REQUIREMENTS: Pull out every line of the entries from the line containing "Give the segmentation of every instance of the lichen" down to the line containing "63L145 67L150 69L150", including both of those lines, and reproduce them without any change.

Items for boundary labeling
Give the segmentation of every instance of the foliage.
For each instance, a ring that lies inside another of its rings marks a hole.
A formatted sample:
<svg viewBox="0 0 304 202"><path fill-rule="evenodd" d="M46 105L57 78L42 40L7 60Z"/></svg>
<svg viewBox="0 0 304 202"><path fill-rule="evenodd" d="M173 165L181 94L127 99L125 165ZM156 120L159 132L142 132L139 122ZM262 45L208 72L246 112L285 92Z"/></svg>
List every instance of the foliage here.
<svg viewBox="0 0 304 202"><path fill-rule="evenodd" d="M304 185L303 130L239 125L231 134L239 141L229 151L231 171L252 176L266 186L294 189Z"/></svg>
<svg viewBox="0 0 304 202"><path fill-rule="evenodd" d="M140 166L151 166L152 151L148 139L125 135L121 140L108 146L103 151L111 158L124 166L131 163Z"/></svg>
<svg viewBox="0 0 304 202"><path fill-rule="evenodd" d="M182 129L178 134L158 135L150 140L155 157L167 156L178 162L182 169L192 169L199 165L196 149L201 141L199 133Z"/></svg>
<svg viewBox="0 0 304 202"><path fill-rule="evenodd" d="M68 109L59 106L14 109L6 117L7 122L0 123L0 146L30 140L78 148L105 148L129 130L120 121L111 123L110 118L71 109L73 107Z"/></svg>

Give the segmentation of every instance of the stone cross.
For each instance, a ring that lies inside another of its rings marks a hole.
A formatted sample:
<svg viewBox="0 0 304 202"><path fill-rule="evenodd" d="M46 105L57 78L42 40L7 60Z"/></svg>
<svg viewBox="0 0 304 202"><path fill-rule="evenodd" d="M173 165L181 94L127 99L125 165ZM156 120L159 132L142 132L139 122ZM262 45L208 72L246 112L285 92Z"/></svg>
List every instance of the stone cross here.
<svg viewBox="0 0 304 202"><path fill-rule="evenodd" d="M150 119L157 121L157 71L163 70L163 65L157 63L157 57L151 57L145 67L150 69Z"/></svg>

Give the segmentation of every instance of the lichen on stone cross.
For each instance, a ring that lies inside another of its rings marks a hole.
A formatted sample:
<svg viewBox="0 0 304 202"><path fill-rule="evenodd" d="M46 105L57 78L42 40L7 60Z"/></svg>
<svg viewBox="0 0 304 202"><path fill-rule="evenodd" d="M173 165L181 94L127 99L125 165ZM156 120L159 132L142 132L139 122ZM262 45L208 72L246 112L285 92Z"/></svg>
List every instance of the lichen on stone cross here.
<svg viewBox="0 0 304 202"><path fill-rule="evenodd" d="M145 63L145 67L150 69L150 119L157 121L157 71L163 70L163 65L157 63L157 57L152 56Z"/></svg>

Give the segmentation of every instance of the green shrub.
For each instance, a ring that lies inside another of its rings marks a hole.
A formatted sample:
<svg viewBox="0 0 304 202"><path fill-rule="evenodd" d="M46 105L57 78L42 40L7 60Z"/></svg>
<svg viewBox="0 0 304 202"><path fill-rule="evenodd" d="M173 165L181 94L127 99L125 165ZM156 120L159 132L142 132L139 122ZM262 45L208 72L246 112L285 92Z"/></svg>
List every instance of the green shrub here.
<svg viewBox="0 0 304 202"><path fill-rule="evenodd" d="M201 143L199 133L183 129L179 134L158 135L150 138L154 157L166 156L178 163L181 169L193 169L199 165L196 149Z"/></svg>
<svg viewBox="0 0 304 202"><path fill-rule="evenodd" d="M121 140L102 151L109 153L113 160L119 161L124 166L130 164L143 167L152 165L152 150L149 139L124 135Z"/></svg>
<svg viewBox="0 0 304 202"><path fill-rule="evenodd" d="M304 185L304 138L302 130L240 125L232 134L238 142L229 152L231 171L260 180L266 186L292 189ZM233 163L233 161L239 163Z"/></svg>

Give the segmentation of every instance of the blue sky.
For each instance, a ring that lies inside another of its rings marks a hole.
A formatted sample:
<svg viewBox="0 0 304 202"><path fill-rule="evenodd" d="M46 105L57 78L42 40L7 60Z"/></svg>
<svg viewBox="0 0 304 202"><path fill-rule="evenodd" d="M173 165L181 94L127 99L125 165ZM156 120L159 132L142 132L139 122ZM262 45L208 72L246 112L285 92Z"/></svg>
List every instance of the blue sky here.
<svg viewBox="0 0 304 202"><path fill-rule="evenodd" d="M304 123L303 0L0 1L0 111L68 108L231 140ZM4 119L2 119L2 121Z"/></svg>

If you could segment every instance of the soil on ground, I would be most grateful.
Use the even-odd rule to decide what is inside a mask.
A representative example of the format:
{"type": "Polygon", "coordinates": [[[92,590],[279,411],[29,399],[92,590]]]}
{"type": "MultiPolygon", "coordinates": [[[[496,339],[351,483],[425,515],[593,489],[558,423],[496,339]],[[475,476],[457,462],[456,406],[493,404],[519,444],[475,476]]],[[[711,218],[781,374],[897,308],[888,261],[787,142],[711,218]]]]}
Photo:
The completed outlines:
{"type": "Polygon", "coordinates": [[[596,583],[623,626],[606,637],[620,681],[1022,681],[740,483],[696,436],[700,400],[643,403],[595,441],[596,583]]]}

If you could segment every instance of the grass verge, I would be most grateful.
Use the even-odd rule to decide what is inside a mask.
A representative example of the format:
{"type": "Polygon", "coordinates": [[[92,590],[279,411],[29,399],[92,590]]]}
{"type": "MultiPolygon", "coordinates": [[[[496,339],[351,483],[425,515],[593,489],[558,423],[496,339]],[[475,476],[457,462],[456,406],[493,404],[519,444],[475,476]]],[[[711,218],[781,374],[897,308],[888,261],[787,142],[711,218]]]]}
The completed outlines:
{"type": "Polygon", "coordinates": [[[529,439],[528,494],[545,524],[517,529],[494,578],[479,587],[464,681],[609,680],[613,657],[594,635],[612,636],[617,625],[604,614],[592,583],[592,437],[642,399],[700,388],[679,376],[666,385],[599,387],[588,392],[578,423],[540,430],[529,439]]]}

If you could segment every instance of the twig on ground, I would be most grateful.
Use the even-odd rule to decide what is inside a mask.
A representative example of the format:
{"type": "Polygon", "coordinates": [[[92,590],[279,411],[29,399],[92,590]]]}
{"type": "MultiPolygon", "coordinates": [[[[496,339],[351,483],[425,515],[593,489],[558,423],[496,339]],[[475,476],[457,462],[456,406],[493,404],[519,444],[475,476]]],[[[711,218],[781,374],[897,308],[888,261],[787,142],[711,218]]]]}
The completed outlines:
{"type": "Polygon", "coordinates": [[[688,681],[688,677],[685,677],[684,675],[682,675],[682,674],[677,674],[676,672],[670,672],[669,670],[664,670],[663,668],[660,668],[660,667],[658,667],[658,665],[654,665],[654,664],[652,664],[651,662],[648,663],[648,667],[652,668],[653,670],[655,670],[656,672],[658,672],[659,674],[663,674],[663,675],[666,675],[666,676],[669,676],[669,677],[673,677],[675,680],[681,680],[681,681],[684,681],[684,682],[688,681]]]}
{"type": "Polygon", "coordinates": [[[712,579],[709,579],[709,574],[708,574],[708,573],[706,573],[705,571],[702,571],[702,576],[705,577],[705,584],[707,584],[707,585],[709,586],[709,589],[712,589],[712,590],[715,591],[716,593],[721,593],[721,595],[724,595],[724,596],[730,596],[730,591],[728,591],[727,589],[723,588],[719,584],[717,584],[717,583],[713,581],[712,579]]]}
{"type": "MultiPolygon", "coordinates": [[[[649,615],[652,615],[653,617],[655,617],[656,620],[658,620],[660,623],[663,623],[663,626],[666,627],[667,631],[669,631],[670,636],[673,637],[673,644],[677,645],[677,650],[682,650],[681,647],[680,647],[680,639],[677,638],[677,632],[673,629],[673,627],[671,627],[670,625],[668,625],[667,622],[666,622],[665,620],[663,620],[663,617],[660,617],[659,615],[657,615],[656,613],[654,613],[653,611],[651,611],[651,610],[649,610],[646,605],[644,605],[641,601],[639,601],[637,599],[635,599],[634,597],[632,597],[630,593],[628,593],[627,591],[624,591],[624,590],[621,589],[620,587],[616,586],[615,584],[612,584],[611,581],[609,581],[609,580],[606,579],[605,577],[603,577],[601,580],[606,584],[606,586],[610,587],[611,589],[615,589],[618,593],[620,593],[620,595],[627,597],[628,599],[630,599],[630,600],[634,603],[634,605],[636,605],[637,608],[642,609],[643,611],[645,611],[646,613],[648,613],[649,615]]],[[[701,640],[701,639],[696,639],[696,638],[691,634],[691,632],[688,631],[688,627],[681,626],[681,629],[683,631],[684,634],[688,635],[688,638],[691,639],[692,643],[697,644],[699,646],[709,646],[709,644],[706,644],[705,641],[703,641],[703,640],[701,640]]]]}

RESPONSE:
Give the segmentation of every instance of the lichen on stone cross.
For each instance, a ring that lies inside another of its rings marks a hole.
A formatted sample:
<svg viewBox="0 0 304 202"><path fill-rule="evenodd" d="M46 105L57 78L42 40L7 60Z"/></svg>
<svg viewBox="0 0 304 202"><path fill-rule="evenodd" d="M173 165L181 94L127 99L125 165ZM156 120L159 132L142 132L139 122ZM262 45L208 72L246 112L285 92Z"/></svg>
List every instance of the lichen on stone cross here.
<svg viewBox="0 0 304 202"><path fill-rule="evenodd" d="M145 63L145 67L150 69L150 119L157 121L157 71L163 70L163 65L157 63L157 57L152 56Z"/></svg>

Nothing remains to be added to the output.